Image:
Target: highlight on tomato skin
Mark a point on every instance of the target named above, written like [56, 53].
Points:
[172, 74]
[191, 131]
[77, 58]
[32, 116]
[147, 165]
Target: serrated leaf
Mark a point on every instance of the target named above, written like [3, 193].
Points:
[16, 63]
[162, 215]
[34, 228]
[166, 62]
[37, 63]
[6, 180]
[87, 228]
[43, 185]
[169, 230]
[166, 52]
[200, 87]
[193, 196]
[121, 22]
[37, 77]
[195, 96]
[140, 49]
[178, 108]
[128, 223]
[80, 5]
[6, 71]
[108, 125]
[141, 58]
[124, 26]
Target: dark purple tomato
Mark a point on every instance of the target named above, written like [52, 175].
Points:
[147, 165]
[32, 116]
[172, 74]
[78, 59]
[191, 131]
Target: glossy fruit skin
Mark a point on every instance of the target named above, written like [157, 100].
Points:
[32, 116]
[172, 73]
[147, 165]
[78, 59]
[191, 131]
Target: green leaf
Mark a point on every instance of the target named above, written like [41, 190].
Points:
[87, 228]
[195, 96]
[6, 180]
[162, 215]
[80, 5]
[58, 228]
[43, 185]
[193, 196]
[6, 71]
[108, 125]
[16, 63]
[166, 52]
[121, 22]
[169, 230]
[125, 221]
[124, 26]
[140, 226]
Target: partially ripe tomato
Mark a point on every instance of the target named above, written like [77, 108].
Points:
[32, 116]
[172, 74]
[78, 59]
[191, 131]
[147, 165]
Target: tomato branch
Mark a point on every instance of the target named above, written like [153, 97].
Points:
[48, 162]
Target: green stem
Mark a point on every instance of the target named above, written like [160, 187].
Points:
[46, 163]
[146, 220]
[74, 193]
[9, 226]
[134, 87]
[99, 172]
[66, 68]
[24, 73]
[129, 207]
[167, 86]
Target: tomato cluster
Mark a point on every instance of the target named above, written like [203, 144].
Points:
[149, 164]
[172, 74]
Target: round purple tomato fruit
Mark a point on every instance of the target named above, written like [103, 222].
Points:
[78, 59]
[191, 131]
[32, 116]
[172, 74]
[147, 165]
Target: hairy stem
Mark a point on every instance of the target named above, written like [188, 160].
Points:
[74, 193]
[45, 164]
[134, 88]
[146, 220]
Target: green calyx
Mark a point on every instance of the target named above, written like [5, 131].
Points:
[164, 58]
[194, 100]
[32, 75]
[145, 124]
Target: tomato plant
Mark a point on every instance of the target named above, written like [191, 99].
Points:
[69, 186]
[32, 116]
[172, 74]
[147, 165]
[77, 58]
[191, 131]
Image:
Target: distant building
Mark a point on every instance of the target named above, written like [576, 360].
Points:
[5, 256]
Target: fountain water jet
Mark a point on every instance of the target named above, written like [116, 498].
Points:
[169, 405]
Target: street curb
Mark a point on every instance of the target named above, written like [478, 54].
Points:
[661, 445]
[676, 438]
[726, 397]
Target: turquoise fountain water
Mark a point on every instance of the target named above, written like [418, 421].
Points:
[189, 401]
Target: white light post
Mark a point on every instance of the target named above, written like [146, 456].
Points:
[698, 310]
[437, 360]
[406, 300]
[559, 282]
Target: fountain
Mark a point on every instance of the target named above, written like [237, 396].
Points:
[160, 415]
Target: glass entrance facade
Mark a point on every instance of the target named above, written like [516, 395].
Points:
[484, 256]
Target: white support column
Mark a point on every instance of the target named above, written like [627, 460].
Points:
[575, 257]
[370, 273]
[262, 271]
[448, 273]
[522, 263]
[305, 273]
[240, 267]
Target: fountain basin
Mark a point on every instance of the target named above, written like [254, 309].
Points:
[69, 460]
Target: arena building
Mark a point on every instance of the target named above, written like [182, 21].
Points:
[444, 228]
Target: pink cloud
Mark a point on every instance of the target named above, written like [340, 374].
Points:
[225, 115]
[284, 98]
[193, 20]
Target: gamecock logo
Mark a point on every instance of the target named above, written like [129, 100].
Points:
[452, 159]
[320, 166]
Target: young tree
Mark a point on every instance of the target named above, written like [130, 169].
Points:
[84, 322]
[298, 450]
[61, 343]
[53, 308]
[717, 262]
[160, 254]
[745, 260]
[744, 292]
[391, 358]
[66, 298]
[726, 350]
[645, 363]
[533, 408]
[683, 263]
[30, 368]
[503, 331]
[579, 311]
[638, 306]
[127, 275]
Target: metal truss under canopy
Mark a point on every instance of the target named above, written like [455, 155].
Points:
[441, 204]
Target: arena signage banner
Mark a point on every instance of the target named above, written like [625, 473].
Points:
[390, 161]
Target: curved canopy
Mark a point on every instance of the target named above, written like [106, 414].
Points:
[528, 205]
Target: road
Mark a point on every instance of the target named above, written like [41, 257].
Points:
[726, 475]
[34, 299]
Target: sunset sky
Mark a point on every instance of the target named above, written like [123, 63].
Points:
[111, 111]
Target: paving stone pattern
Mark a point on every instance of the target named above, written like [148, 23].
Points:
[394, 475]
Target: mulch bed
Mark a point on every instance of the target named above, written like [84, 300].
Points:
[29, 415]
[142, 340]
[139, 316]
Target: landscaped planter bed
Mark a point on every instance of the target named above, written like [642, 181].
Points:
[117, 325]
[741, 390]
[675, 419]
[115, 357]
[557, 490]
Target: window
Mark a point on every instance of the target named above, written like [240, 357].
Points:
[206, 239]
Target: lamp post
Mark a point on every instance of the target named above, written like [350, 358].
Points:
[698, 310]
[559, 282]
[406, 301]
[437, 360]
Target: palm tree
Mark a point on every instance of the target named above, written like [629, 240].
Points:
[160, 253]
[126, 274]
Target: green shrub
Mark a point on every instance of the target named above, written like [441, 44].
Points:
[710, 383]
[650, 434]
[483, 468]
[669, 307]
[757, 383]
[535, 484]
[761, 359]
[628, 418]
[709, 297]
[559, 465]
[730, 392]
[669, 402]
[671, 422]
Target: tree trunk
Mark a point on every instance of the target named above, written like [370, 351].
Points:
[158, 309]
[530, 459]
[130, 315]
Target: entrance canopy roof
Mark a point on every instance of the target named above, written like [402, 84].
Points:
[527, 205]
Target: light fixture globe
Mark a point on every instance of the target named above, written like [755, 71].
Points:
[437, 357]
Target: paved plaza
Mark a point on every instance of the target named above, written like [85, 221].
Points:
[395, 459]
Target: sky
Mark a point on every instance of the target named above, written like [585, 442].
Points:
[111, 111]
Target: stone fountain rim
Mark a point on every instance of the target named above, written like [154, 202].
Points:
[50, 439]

******

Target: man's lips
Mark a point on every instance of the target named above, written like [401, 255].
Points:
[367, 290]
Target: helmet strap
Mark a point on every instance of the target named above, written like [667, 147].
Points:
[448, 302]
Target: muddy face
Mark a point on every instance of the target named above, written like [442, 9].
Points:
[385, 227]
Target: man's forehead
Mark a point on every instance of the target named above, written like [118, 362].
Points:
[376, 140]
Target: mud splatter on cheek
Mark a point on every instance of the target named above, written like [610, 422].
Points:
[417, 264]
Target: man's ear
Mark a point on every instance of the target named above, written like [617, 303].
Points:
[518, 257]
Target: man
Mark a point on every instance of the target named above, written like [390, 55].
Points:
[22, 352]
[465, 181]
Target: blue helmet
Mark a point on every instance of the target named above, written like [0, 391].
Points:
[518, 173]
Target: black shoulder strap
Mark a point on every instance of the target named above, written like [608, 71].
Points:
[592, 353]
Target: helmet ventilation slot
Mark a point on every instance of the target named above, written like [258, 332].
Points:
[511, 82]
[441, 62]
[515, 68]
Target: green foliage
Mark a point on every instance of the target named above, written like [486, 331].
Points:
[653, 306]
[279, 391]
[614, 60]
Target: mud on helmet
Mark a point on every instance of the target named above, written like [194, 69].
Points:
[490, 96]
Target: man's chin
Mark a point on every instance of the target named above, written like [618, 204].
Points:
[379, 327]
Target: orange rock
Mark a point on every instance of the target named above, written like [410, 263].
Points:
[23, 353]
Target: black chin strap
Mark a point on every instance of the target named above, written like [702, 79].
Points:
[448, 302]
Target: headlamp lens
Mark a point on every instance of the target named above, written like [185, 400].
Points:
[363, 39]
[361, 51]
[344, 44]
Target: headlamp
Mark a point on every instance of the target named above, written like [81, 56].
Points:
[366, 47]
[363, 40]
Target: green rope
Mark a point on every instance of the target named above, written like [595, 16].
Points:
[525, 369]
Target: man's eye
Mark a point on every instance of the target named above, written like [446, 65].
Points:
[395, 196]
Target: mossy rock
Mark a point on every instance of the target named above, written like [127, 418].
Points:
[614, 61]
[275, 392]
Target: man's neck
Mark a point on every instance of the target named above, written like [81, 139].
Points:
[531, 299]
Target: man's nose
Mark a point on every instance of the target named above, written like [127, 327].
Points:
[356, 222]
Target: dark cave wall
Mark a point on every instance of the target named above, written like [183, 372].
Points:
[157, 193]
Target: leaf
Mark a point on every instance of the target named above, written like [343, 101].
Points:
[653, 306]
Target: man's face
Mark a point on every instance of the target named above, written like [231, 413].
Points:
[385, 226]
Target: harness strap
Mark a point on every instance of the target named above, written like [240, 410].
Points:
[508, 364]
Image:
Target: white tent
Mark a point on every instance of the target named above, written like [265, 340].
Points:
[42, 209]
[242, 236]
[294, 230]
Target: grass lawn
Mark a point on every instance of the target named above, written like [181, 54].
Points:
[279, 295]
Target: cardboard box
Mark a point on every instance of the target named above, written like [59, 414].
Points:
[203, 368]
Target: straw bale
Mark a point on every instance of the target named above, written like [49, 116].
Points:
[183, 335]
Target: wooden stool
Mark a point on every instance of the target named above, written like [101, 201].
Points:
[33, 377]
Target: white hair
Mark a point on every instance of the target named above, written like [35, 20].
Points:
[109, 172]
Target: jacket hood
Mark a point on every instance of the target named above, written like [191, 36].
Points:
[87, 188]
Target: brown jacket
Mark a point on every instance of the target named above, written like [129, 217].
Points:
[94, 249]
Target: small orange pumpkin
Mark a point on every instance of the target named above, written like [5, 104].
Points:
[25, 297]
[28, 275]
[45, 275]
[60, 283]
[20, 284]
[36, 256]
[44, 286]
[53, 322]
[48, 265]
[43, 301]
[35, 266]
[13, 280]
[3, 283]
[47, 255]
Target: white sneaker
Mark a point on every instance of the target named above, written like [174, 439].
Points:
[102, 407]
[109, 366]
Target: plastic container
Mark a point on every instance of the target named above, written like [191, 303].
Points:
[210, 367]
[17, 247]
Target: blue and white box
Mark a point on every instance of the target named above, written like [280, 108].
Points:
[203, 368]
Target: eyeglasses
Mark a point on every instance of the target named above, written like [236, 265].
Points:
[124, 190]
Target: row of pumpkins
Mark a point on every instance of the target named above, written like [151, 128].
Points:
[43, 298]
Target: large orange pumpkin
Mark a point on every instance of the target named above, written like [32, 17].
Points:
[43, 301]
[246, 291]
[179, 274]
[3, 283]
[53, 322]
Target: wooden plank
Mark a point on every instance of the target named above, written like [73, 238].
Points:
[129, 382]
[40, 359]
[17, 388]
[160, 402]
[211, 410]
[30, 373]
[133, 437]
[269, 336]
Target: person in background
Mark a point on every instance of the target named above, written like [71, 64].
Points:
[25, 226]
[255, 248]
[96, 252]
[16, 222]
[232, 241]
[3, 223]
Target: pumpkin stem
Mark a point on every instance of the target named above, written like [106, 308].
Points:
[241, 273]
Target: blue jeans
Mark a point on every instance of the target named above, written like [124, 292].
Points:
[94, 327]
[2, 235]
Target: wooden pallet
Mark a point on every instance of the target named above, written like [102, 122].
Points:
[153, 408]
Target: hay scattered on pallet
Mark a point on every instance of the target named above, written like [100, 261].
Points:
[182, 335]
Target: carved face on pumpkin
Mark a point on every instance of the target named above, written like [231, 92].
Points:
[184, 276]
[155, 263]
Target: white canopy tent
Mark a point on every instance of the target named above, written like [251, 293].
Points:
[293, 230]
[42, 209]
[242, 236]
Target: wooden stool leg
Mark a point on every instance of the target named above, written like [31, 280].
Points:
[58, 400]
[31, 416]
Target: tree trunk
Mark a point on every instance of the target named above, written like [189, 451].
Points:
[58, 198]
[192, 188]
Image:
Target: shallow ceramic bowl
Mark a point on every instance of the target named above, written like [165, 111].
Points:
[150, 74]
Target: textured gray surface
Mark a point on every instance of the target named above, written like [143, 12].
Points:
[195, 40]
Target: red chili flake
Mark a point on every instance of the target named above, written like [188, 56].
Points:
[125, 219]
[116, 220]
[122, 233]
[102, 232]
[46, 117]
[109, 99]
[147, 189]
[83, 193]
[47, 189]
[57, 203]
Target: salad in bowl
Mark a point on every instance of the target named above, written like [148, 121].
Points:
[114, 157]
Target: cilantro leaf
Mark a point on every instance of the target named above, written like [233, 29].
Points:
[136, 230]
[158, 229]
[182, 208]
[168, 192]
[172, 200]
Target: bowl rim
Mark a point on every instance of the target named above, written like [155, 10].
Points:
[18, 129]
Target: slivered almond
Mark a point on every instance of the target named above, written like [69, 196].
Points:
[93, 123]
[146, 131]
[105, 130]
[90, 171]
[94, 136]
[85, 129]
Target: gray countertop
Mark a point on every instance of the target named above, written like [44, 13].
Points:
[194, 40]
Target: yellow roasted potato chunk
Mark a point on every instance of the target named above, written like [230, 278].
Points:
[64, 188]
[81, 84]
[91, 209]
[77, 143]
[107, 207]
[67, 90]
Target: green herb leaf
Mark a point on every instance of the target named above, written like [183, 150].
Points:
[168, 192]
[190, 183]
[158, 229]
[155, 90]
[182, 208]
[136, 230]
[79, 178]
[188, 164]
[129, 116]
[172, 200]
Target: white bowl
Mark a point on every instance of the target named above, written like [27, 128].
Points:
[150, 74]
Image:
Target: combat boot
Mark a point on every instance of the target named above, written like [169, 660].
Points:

******

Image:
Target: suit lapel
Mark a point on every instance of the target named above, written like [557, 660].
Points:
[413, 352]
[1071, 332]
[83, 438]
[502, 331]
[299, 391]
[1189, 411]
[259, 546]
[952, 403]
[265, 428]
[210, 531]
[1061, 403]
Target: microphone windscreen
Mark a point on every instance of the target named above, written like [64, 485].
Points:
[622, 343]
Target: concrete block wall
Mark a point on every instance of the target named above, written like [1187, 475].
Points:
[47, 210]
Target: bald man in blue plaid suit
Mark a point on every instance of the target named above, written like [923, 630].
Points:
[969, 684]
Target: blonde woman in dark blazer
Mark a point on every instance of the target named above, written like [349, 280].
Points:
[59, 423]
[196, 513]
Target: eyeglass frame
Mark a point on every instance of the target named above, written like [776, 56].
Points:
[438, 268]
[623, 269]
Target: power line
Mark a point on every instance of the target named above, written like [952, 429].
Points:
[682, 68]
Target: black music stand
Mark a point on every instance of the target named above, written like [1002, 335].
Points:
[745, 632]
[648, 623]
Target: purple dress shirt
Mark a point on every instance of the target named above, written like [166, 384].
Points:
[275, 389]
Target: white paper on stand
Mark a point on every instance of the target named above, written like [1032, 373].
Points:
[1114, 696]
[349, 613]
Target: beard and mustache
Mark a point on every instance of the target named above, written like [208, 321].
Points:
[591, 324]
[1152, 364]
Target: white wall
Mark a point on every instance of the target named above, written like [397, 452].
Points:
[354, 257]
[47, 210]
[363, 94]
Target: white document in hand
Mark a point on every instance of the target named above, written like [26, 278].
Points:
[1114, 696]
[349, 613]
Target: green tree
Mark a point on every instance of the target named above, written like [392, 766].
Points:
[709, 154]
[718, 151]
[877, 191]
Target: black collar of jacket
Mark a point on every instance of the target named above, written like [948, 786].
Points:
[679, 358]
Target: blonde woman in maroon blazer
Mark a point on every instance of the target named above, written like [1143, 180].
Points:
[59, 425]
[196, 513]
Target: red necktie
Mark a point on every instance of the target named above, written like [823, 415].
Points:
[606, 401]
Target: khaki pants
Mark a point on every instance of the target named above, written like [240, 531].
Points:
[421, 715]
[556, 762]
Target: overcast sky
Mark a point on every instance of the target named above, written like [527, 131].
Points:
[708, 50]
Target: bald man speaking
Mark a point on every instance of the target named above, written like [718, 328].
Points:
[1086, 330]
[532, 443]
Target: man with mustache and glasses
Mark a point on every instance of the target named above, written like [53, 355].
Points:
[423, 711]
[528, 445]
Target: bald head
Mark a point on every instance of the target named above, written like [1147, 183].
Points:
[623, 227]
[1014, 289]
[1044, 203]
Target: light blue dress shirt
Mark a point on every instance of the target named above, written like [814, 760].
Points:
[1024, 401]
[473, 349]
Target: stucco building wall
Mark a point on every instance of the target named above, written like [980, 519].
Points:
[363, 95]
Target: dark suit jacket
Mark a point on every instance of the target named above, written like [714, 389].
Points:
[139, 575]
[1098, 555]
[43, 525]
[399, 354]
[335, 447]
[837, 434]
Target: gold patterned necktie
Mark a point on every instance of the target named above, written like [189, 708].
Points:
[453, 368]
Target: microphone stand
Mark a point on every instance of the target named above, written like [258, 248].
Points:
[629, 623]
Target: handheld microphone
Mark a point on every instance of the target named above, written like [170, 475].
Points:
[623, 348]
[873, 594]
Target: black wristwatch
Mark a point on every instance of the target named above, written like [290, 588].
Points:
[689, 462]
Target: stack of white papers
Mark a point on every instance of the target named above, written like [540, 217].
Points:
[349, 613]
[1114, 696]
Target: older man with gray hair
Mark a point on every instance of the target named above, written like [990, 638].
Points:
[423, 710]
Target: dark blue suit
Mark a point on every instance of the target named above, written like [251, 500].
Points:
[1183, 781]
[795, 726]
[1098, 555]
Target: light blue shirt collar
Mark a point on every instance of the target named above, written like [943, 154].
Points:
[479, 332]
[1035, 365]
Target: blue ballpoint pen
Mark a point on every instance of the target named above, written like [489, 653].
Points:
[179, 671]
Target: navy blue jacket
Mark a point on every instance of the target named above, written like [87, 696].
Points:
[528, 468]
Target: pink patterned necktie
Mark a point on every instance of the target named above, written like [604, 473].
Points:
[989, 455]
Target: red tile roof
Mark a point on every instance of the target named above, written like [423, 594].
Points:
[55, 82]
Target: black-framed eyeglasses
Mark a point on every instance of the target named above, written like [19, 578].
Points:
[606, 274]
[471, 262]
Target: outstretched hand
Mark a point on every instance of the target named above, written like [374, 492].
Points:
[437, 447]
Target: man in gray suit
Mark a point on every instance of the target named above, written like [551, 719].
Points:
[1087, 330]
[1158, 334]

******

Please extract from the records above every line from the one containing "Target: older man with gray hair" through the one containing "[1035, 365]", and reproduce those lines word for word with nothing else.

RIGHT ANSWER>
Target: older man with gray hair
Mark a point on every instance of the target named above, written like [990, 638].
Points:
[423, 710]
Target: dark blue suit
Mark a point on every instance of the target named above, written like [251, 500].
Points:
[1183, 781]
[795, 726]
[1098, 555]
Target: light blue shirt collar
Mark a point on every instance of the target named above, written like [943, 154].
Points:
[479, 332]
[1035, 365]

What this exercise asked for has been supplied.